⟨

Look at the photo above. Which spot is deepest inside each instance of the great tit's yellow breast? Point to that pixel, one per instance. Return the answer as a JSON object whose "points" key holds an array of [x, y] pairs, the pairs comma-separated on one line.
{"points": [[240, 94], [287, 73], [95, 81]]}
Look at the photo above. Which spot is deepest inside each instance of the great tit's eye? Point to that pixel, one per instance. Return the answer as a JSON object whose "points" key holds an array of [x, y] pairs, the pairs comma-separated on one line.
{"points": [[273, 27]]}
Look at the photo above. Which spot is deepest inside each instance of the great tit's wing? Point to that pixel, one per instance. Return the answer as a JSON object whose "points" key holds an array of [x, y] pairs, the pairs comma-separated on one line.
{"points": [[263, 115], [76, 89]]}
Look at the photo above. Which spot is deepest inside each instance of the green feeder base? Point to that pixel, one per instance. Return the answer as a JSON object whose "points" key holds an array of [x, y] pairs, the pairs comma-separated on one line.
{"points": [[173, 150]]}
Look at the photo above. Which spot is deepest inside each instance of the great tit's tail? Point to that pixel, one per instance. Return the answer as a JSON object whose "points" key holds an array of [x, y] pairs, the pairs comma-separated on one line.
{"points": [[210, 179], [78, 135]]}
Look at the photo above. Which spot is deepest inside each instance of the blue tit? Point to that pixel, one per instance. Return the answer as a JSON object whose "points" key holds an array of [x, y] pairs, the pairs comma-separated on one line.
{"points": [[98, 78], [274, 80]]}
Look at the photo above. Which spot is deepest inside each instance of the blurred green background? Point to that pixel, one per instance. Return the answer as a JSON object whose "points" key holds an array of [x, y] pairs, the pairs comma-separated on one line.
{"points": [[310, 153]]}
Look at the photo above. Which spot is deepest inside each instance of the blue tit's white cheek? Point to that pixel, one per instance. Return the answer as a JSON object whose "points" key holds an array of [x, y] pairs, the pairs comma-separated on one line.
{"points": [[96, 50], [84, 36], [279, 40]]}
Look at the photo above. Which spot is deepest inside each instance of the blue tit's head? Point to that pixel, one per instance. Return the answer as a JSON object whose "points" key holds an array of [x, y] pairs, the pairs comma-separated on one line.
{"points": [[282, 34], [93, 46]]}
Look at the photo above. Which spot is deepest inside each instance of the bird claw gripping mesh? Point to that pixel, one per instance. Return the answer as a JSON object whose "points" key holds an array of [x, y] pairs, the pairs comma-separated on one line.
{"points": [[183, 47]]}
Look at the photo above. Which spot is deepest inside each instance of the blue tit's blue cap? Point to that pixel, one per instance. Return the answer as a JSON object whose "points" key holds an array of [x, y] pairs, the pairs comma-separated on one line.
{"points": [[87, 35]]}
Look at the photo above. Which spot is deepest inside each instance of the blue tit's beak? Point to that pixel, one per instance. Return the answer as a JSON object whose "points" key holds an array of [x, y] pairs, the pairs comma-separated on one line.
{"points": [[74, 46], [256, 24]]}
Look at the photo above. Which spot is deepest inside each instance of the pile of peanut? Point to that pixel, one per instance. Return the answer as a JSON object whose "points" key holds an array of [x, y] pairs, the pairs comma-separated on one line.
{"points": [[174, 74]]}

⟩

### PROBLEM DESCRIPTION
Print every entry from the material exactly.

### ANSWER SPACE
Look at the photo above. Which spot is deepest inside each instance of the great tit's yellow breast? Point to that pixel, one per instance. Return the answer as a JSON object whose "points" key holds an array of [x, y] pairs, the pairs comma-separated on one line.
{"points": [[240, 94], [287, 73], [95, 81]]}
Look at the photo above. Which spot is deepest inside each instance of the great tit's eye? Point to that pixel, one per instance. Return the answer as a JSON object whose "points" key holds an array of [x, y] pairs, the pairs comma-separated on one line.
{"points": [[273, 27]]}
Look at the photo above. Which spot is deepest inside each instance of the great tit's wing? Point to that pixel, one per instance. Return the answer as a JSON object whose "points" key holds an array of [x, y] pairs, the pairs comma-separated on one line.
{"points": [[263, 115], [76, 89]]}
Look at the photo above. Which spot is deepest inside each instance of the green feeder base? Point to that pixel, one per instance. Return the answer as a JSON object whose "points" key holds an array of [x, y] pairs, the pairs comma-separated on one line.
{"points": [[173, 150]]}
Look at the photo above. Which spot is deepest inside each instance of the great tit's tail? Point to that pixel, one per instance. Return the answer as a JSON object whose "points" key holds an array of [x, y] pairs, the pairs comma-separated on one line.
{"points": [[210, 179], [78, 135]]}
Look at the photo above. Which spot is deepest inside each instance of the blue tit? Point to that pixel, one per instance. Return the answer as a JSON object whose "points" key holds an array of [x, y] pairs, the pairs comma-separated on one line.
{"points": [[98, 78], [274, 80]]}
Look at the photo above. Which spot is deepest inside each instance of the blurred green background? Point to that pixel, one per instance. Return the answer as a JSON object whose "points" key holds an array of [x, y] pairs, the pairs comma-separated on one line.
{"points": [[310, 153]]}
Look at the photo above. Which spot is deepest inside each instance of the blue tit's white cheek? Point to that pixel, one per instance. Return the answer as a JSON object whose "points" key holds an array of [x, y] pairs, the pairs comma-separated on one line.
{"points": [[96, 50], [84, 36], [279, 40]]}
Look at the photo above. Which spot is deepest inside each instance of the blue tit's head? Point to that pixel, one per instance. Return the answer as a JSON object whose "points" key holds an array of [x, y] pairs, the pairs comma-separated on one line.
{"points": [[282, 34], [93, 46]]}
Look at the photo above. Which spot is deepest inside each instance of the bird claw gripping mesh? Point to that pixel, one per instance. Return the answer as a JSON object whose "points" key holds an array of [x, y] pairs, the pairs comma-separated on one line.
{"points": [[183, 47]]}
Look at the photo above. Which spot is deepest inside each instance of the blue tit's blue cap? Point to that pixel, one per instance. Return the answer as a JSON object whose "points" key holds an array of [x, y] pairs, the pairs comma-separated on one line.
{"points": [[87, 35]]}
Look at the photo above. Which spot is deepest inside each instance of the blue tit's beak? Point to that pixel, one per instance. Return the answer as a JSON object whose "points" key holds an array of [x, y] pairs, the pairs comma-separated on one line.
{"points": [[74, 46], [256, 24]]}
Look at the photo above. Which spot is deepest inside each instance of the pile of peanut? Point to that pixel, one per instance. Return the answer as a JSON object whose "points" key holds an array of [x, y] pairs, the pairs comma-separated on one line.
{"points": [[174, 74]]}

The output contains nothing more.